Start of Stored data

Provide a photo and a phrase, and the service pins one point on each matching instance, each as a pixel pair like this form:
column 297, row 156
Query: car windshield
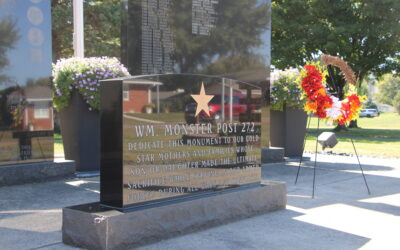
column 217, row 99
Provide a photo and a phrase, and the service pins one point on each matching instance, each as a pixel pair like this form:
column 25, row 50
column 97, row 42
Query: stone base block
column 93, row 227
column 35, row 172
column 272, row 154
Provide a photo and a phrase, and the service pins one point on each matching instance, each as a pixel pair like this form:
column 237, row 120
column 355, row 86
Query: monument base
column 91, row 226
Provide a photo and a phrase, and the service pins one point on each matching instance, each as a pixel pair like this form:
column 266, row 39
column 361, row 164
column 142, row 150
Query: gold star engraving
column 202, row 101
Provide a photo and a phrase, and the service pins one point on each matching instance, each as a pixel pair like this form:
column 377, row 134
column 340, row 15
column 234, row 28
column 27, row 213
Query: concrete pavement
column 341, row 216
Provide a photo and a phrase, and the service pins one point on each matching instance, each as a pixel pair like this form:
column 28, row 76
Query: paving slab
column 341, row 216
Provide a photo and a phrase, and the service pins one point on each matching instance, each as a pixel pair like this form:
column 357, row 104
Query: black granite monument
column 181, row 140
column 26, row 114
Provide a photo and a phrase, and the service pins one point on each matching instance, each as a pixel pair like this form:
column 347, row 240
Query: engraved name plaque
column 201, row 140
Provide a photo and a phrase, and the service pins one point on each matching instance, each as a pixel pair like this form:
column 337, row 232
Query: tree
column 102, row 20
column 365, row 33
column 390, row 91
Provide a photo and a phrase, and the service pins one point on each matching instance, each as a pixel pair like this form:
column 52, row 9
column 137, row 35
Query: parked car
column 369, row 113
column 215, row 106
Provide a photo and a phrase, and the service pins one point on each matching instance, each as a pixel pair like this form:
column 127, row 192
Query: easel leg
column 315, row 161
column 302, row 152
column 359, row 164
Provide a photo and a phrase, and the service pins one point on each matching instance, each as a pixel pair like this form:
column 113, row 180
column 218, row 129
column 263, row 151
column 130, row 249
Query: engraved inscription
column 157, row 41
column 204, row 16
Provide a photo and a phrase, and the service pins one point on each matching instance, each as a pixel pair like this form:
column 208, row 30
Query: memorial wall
column 26, row 114
column 194, row 118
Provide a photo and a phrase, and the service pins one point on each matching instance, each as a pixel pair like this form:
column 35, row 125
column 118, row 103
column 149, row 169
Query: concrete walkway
column 341, row 216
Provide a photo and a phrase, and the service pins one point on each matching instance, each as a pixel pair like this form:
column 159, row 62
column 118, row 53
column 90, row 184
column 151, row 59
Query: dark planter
column 288, row 128
column 80, row 129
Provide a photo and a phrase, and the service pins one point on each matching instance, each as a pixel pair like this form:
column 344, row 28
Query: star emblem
column 202, row 101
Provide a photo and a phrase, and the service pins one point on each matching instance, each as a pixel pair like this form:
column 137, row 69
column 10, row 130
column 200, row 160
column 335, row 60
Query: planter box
column 80, row 129
column 288, row 128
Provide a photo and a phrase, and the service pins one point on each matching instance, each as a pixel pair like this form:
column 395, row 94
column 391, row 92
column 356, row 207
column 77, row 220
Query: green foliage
column 365, row 33
column 285, row 91
column 101, row 23
column 390, row 91
column 83, row 75
column 235, row 44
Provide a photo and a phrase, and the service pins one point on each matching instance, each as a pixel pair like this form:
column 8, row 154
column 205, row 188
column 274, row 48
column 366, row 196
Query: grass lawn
column 378, row 136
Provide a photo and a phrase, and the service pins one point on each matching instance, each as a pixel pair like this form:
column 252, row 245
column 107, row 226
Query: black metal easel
column 316, row 144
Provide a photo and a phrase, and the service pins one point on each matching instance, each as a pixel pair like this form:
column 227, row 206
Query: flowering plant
column 285, row 90
column 323, row 105
column 83, row 75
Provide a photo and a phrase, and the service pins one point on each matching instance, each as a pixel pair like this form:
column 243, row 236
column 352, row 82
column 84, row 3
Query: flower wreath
column 319, row 102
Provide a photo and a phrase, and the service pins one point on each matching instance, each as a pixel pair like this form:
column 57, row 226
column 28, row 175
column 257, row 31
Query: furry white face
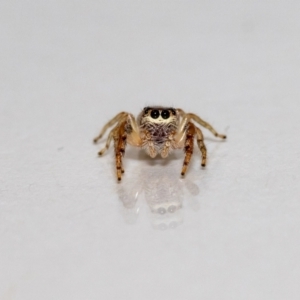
column 158, row 115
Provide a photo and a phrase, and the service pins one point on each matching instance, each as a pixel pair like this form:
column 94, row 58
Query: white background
column 68, row 230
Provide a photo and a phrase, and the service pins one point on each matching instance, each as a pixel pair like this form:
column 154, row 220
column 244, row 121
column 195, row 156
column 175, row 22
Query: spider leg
column 120, row 138
column 201, row 145
column 108, row 141
column 188, row 146
column 110, row 123
column 206, row 125
column 186, row 117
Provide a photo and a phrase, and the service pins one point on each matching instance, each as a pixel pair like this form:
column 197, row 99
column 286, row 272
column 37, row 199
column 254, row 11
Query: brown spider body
column 158, row 130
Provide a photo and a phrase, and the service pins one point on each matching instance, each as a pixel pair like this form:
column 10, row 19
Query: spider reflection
column 164, row 192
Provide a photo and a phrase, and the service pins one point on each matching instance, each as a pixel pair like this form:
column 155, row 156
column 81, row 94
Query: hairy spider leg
column 187, row 117
column 188, row 146
column 201, row 145
column 120, row 143
column 110, row 123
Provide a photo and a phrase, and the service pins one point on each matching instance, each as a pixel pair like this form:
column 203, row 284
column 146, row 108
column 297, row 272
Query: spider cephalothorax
column 158, row 130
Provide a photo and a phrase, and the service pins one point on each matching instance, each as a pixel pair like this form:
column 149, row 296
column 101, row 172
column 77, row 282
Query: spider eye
column 154, row 114
column 165, row 114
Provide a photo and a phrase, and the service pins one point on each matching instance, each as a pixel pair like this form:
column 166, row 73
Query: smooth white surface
column 69, row 231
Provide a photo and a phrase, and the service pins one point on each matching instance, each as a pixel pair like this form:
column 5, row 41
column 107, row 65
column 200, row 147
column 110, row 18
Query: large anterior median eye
column 165, row 114
column 154, row 114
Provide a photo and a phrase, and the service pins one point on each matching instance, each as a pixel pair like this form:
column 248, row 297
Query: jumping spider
column 157, row 130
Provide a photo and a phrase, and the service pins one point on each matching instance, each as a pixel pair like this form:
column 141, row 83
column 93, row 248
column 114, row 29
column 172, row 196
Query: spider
column 158, row 130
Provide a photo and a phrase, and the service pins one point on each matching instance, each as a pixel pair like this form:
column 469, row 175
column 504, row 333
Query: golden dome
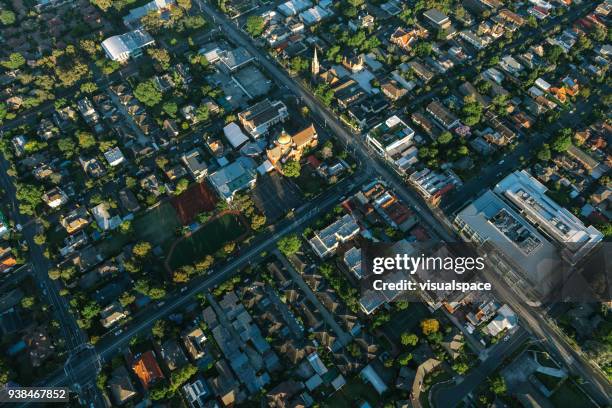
column 284, row 138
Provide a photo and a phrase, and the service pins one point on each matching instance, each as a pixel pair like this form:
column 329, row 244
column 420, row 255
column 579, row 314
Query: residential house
column 103, row 217
column 437, row 19
column 259, row 118
column 75, row 220
column 442, row 115
column 147, row 369
column 325, row 242
column 55, row 197
column 120, row 385
column 114, row 157
column 235, row 177
column 195, row 164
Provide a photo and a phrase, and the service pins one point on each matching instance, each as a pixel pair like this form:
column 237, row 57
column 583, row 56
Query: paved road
column 434, row 220
column 343, row 337
column 115, row 341
column 74, row 338
column 450, row 396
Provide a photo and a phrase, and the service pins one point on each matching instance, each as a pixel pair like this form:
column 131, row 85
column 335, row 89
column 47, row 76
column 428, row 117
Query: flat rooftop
column 496, row 223
column 522, row 190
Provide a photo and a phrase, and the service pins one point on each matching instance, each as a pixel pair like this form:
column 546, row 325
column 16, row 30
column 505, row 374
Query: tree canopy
column 147, row 93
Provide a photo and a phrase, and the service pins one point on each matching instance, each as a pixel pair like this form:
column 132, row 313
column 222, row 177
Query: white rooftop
column 529, row 195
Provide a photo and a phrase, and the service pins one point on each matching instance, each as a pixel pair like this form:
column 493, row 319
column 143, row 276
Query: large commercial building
column 122, row 47
column 527, row 229
column 529, row 196
column 393, row 140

End of Stored data

Your assignment ::
Starting with the first line of the records above and stopping after the line containing "column 97, row 42", repeat every line exactly and leave out the pictures.

Solution below ::
Provide a photo and a phrase, and the service pins one point on each matching instance, each as a pixel pair like this form:
column 297, row 156
Query: car windshield
column 217, row 99
Provide a photo and a phrase, and the service pins one point on each matching instance, each as a pixel pair like this form:
column 25, row 50
column 97, row 42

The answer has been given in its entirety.